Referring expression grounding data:
........

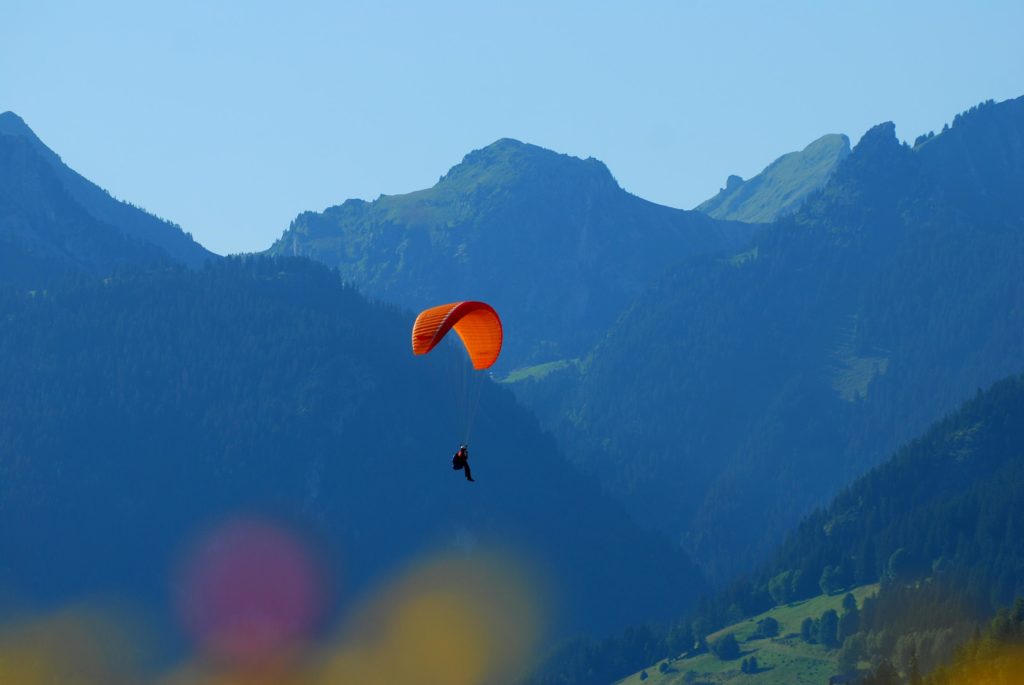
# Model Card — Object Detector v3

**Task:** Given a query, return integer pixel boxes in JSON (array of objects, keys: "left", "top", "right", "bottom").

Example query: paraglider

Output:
[
  {"left": 412, "top": 301, "right": 502, "bottom": 482},
  {"left": 411, "top": 301, "right": 502, "bottom": 370},
  {"left": 452, "top": 444, "right": 474, "bottom": 482}
]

........

Work to complete: Only the lines with "query" are needed; find them in the records and copy each one.

Expected answer:
**Task:** Given a query, return integer pixel boxes in JSON (array of objects, keys: "left", "top", "right", "bottom").
Example query: paraglider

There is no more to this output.